読解用の本文:
--

うつ病になる人は年々増えていると言われており、厚生労労働省の調査では、日本の潜在的なうつ病患者の人数は600万人を超えると言われています。
うつ病患者の中でも、最近増え始めていると言われているのが「非定型うつ病」と呼ばれるニュータイプのうつ病です。
「非定型うつ病ってどんな病気?」では、専門家でも理解が不十分とも言われている「非定型うつ病」とは、どんな病気なのか?その症状や治療法などを紹介していきます。
第6回は、「非定型うつ病の症状 ② 過眠・過食」の続き「非定型うつ病の症状 ③ 鉛様麻痺」をみていきます。
非定型うつ病の症状 ③ 鉛様麻痺
気分が落ちると体にあらわれる極度のだるさ
心の病気は、さまざまなシグナルを体に送ってきますが、非定型うつ病の場合、「鉛様麻痺」という症状があらわれます。
まるで手足に鉛が詰まってしまったように、体が重く感じる症状です。

--

取り組む課題:
a) 本文によると、非定型うつ病の「鉛様麻痺」とはどのような症状か。本文のたとえを用いて、一～三文で説明しなさい。
b) 本文から、「うつ病患者の中でも、最近増え」で始まり「過眠・過食」の続き「非定型うつ病の症状 ③ 鉛様麻痺」をみていきます。」に至るまでの部分を、一字も変えずに抜き出しなさい。
本文の内容だけを手がかりにすること。

--

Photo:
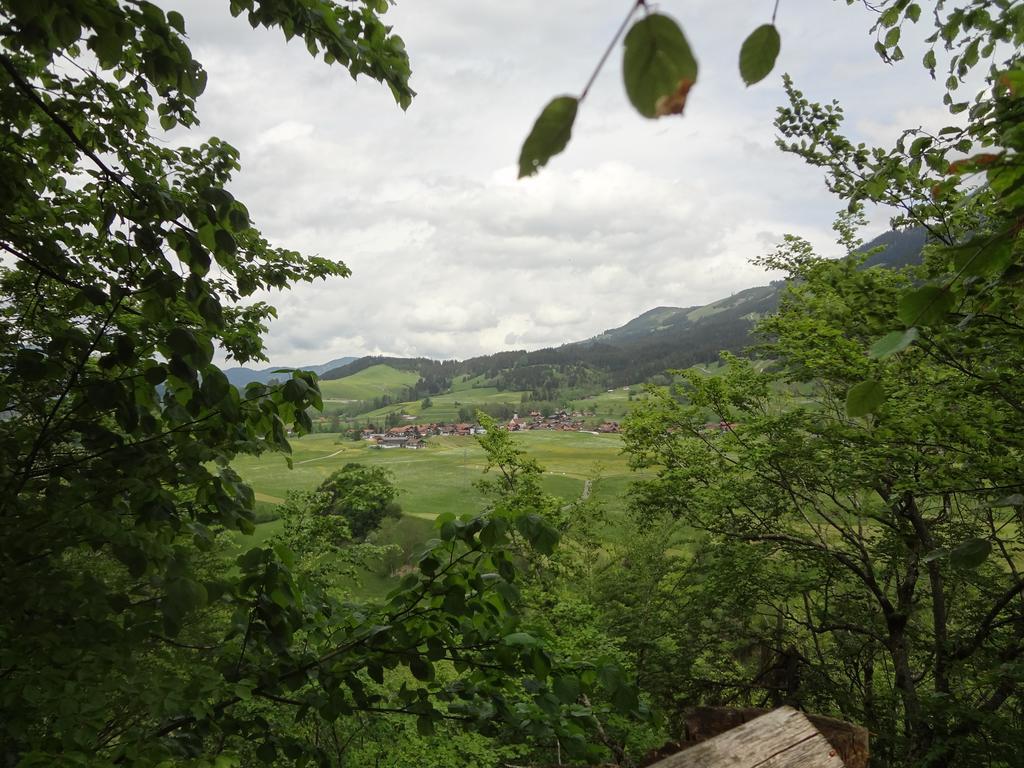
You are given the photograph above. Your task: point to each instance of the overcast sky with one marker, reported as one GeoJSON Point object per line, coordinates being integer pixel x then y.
{"type": "Point", "coordinates": [451, 255]}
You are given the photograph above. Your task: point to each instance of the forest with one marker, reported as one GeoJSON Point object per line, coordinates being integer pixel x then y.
{"type": "Point", "coordinates": [850, 541]}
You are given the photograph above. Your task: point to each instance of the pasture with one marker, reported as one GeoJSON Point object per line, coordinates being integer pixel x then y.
{"type": "Point", "coordinates": [440, 478]}
{"type": "Point", "coordinates": [369, 383]}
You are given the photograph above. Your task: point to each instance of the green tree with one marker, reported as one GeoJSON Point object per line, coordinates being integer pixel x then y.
{"type": "Point", "coordinates": [872, 532]}
{"type": "Point", "coordinates": [363, 496]}
{"type": "Point", "coordinates": [127, 636]}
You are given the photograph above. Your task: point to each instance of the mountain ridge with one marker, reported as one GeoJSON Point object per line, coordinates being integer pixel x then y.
{"type": "Point", "coordinates": [659, 339]}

--

演習の結果:
a) 鉛様麻痺は、非定型うつ病で気分が落ちると体にあらわれる極度のだるさである。まるで手足に鉛が詰まってしまったように、体が重く感じられる。

b)
うつ病患者の中でも、最近増え始めていると言われているのが「非定型うつ病」と呼ばれるニュータイプのうつ病です。
「非定型うつ病ってどんな病気?」では、専門家でも理解が不十分とも言われている「非定型うつ病」とは、どんな病気なのか?その症状や治療法などを紹介していきます。
第6回は、「非定型うつ病の症状 ② 過眠・過食」の続き「非定型うつ病の症状 ③ 鉛様麻痺」をみていきます。